◆ **Assignment**
Locate each line in the items that contains the word "target" and copy those lines.

---------- Provided material ----------

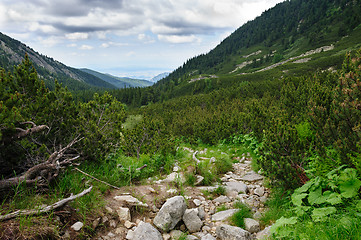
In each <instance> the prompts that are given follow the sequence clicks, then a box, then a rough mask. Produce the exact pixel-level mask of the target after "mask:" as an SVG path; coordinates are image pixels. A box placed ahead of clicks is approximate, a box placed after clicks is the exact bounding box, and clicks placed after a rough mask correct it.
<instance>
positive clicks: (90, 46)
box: [79, 44, 94, 50]
mask: <svg viewBox="0 0 361 240" xmlns="http://www.w3.org/2000/svg"><path fill="white" fill-rule="evenodd" d="M93 48H94V47H93V46H90V45H86V44H83V45H81V46H80V48H79V49H80V50H92V49H93Z"/></svg>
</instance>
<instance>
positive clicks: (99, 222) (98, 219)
mask: <svg viewBox="0 0 361 240" xmlns="http://www.w3.org/2000/svg"><path fill="white" fill-rule="evenodd" d="M100 220H101V218H97V219H95V220H94V221H93V229H96V228H97V227H98V226H99V223H100Z"/></svg>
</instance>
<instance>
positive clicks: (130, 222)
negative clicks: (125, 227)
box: [124, 220, 135, 229]
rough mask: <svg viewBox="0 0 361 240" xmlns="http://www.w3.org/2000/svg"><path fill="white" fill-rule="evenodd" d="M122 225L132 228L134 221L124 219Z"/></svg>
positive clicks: (134, 225)
mask: <svg viewBox="0 0 361 240" xmlns="http://www.w3.org/2000/svg"><path fill="white" fill-rule="evenodd" d="M124 226H125V227H126V228H128V229H130V228H132V227H134V226H135V223H132V222H130V221H128V220H127V221H125V223H124Z"/></svg>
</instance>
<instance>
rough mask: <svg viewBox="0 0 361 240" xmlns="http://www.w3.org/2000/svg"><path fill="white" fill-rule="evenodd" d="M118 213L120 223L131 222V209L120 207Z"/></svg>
mask: <svg viewBox="0 0 361 240" xmlns="http://www.w3.org/2000/svg"><path fill="white" fill-rule="evenodd" d="M117 213H118V217H119V221H120V222H125V221H127V220H128V221H131V217H130V211H129V208H123V207H119V208H118V209H117Z"/></svg>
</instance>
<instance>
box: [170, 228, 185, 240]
mask: <svg viewBox="0 0 361 240" xmlns="http://www.w3.org/2000/svg"><path fill="white" fill-rule="evenodd" d="M182 234H183V232H182V231H179V230H172V231H171V232H170V236H171V238H172V239H174V240H175V239H179V238H180V237H181V236H182Z"/></svg>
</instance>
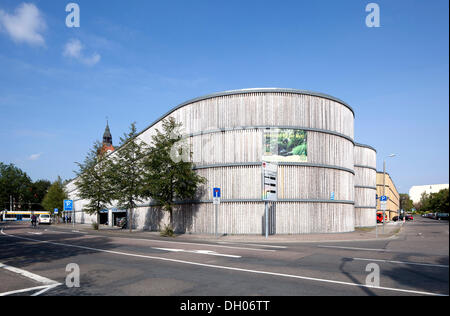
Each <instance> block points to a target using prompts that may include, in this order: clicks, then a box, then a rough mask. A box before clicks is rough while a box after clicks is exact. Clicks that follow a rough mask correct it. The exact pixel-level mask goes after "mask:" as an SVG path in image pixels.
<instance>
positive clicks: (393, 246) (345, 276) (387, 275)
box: [0, 218, 449, 296]
mask: <svg viewBox="0 0 450 316" xmlns="http://www.w3.org/2000/svg"><path fill="white" fill-rule="evenodd" d="M0 229H1V234H0V295H58V296H60V295H70V296H72V295H158V296H161V295H162V296H292V295H295V296H310V295H345V296H361V295H363V296H365V295H371V296H372V295H382V296H386V295H389V296H391V295H394V296H397V295H448V291H449V282H448V281H449V279H448V274H449V273H448V272H449V267H448V265H449V224H448V222H447V221H443V222H439V221H435V220H431V219H422V218H419V219H417V220H416V221H414V222H408V223H406V224H405V226H404V227H403V229H402V231H401V233H400V234H399V236H398V237H397V238H395V239H390V240H372V241H353V242H336V243H333V242H331V243H330V242H326V243H292V242H290V243H286V244H276V245H275V244H270V245H265V244H257V243H251V244H242V243H238V242H234V243H212V242H202V241H198V240H196V241H192V242H185V241H184V242H179V241H177V239H164V238H155V237H149V238H142V235H140V236H139V237H138V236H133V235H131V236H129V237H127V236H126V235H123V234H121V235H114V234H111V233H102V232H96V233H93V232H91V231H85V232H83V231H72V230H71V229H66V228H60V227H55V226H48V227H39V228H36V229H33V228H31V227H30V225H29V224H25V223H22V224H19V223H4V222H3V223H0ZM330 238H332V235H330ZM71 263H75V264H76V265H77V266H78V267H79V270H80V284H79V287H67V285H66V277H67V276H68V275H69V274H70V273H72V272H74V270H68V271H66V268H67V266H68V265H69V264H71ZM369 264H376V265H377V266H378V267H379V276H380V277H379V286H376V287H374V286H373V285H370V284H369V285H368V283H367V282H366V279H367V278H368V276H369V274H370V273H372V272H374V270H368V271H366V268H367V266H368V265H369ZM375 271H376V270H375ZM71 276H72V275H69V280H72V281H73V280H74V279H72V278H71ZM369 280H372V281H373V280H375V279H372V278H369Z"/></svg>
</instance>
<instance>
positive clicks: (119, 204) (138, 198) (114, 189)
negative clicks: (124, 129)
mask: <svg viewBox="0 0 450 316" xmlns="http://www.w3.org/2000/svg"><path fill="white" fill-rule="evenodd" d="M147 152H148V148H147V145H146V144H145V143H144V142H142V141H141V140H139V139H138V137H137V131H136V123H132V124H131V127H130V131H129V132H128V133H126V134H124V136H123V137H121V138H120V148H119V149H118V150H117V151H116V152H115V153H114V154H113V155H112V156H111V157H112V158H111V159H112V165H111V172H110V173H109V176H110V181H111V185H112V190H113V192H114V200H116V201H117V205H118V206H119V207H120V208H123V209H125V210H127V213H128V227H129V229H130V232H132V228H133V209H135V208H136V206H137V203H138V202H142V201H143V200H144V199H145V198H146V197H148V195H146V190H145V184H144V181H143V180H144V178H145V177H144V173H145V168H144V164H143V157H144V156H145V155H146V154H147Z"/></svg>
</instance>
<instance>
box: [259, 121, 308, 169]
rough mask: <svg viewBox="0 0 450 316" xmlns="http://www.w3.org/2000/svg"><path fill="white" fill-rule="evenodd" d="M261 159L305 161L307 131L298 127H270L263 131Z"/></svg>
mask: <svg viewBox="0 0 450 316" xmlns="http://www.w3.org/2000/svg"><path fill="white" fill-rule="evenodd" d="M263 161H268V162H307V161H308V142H307V133H306V131H304V130H300V129H271V130H266V131H264V152H263Z"/></svg>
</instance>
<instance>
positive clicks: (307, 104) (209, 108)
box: [170, 92, 354, 139]
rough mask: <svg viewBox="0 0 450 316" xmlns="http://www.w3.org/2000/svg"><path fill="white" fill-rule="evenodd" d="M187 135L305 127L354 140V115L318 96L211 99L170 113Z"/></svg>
mask: <svg viewBox="0 0 450 316" xmlns="http://www.w3.org/2000/svg"><path fill="white" fill-rule="evenodd" d="M170 116H173V117H174V118H175V119H177V120H179V121H181V122H183V123H185V125H184V127H185V130H186V133H199V132H202V131H208V130H214V129H220V128H233V127H239V126H266V125H270V126H304V127H311V128H318V129H323V130H328V131H333V132H337V133H341V134H344V135H346V136H348V137H350V138H352V139H353V133H354V131H353V125H354V124H353V121H354V117H353V113H352V111H351V110H350V109H349V108H347V107H346V106H344V105H342V104H340V103H338V102H336V101H333V100H329V99H324V98H321V97H317V96H311V95H302V94H293V93H263V92H260V93H249V94H235V95H226V96H219V97H214V98H208V99H205V100H200V101H198V102H193V103H191V104H188V105H186V106H184V107H182V108H180V109H178V110H176V111H175V112H173V113H171V114H170Z"/></svg>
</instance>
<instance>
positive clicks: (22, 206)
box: [0, 163, 32, 210]
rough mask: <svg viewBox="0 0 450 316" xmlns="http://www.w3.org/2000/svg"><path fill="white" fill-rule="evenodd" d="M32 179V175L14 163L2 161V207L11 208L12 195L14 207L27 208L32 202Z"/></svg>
mask: <svg viewBox="0 0 450 316" xmlns="http://www.w3.org/2000/svg"><path fill="white" fill-rule="evenodd" d="M31 190H32V181H31V179H30V177H29V176H28V175H27V174H26V173H25V172H23V171H22V170H21V169H19V168H17V167H16V166H14V165H13V164H9V165H5V164H3V163H0V203H1V204H0V209H9V208H10V197H12V198H13V201H14V205H13V208H14V209H19V210H25V209H28V208H29V205H30V203H32V200H31V198H32V194H31Z"/></svg>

----------

◆ **Task solution**
In each <instance> the prompts that are given follow the sequence clicks, then a box, then a rough mask. Produce the exact pixel-level mask of the target after "mask:" as an SVG path; coordinates are image pixels. A box placed ahead of clicks is approximate, a box placed after clicks is the exact bounding box, and clicks placed after a rough mask correct it.
Each <instance> block points to a target using prompts that may include, in this order: clicks, then a box, then a rough mask. A box before clicks is rough while a box after clicks is exact. Clicks that follow a rough mask correct it. The exact pixel-level mask goes after "mask:" as an SVG path in image pixels.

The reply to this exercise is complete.